**THE TASK**
Please lay out the listing as a Markdown table with a row number under "Row" and the line itself under "Line," leaving out blank lines. Begin at the line that has "this sample: (454,40)." and stop after the final line of the listing.

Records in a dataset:
● ● ● ● ● ● ●
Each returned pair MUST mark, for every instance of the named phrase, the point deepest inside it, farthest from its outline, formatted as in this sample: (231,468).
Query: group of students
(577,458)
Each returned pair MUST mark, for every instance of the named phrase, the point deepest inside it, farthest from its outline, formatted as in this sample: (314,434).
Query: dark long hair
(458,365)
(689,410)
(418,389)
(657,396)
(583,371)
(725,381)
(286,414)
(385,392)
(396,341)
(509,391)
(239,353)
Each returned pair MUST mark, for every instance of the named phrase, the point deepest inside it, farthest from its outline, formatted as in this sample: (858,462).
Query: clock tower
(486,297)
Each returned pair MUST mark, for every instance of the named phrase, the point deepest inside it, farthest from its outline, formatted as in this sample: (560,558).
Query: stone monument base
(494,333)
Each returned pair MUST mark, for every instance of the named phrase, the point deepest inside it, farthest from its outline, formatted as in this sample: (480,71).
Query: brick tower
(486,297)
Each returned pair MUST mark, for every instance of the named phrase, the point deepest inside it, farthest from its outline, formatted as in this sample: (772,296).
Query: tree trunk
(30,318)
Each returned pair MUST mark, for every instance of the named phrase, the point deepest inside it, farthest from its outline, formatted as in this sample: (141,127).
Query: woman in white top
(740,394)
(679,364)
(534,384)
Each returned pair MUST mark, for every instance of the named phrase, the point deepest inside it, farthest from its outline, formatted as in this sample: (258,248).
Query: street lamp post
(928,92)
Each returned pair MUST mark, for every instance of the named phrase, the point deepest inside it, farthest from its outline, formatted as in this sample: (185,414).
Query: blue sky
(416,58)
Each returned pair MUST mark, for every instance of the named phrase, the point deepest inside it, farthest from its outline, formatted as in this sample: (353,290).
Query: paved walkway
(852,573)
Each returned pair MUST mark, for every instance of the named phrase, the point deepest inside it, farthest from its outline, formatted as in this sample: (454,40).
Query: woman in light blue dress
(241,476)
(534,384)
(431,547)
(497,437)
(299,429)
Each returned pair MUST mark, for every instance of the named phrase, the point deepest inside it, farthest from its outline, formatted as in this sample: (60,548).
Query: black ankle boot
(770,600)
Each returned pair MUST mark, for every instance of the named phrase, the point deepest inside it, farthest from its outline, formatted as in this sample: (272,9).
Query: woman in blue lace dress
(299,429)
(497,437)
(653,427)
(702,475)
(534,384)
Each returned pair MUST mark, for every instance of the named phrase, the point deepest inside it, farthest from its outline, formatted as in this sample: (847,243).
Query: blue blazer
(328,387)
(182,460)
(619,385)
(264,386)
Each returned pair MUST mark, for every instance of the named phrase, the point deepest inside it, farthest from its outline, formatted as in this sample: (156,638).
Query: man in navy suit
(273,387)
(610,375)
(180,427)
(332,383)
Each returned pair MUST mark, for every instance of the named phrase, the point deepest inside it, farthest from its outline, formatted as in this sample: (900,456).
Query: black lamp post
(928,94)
● ● ● ● ● ● ●
**OUTPUT OF THE EXERCISE**
| Row | Line |
|---|---|
| 1 | Each returned pair MUST mark, for every instance of the named phrase, the point deepest inside it, farthest from its outline, formatted as in this sample: (454,40). |
| 2 | Query: woman in light blue dress |
| 3 | (241,476) |
| 4 | (534,384) |
| 5 | (431,547) |
| 6 | (497,437) |
| 7 | (299,429) |
| 8 | Each returned pair MUST mark, for every instance of the named phrase, the point deepest inside it, farthest from its outline, formatted as in this sample: (60,548). |
| 9 | Query: black ankle boot |
| 10 | (770,600) |
| 11 | Each returned pair MUST mark, for every instance of the named phrase, the point deepest inside it, farthest from its outline, formatted as in this sample: (272,9). |
| 12 | Query: woman in blue lace dress |
| 13 | (299,429) |
| 14 | (497,437) |
| 15 | (653,427) |
| 16 | (702,475) |
| 17 | (534,384) |
| 18 | Each returned pair MUST mark, for every instance of the named phrase, the point deepest inside it, farthest from its outline, formatted as in this sample: (847,243). |
| 19 | Query: blue blazer |
| 20 | (328,387) |
| 21 | (182,460) |
| 22 | (619,385) |
| 23 | (264,386) |
| 24 | Each returned pair MUST mark, for every instance of the named phrase, the point deepest inside it, farthest from its outline, formatted as in this sample: (156,638). |
| 25 | Query: man in navy suit |
| 26 | (273,387) |
| 27 | (610,375) |
| 28 | (180,427) |
| 29 | (332,383) |
| 30 | Each returned pair MUST mark, for every instance of the named phrase, the point deepest inside it, farthest from its outline, formatted as in this sample: (900,456). |
| 31 | Query: black lamp post |
| 32 | (928,94) |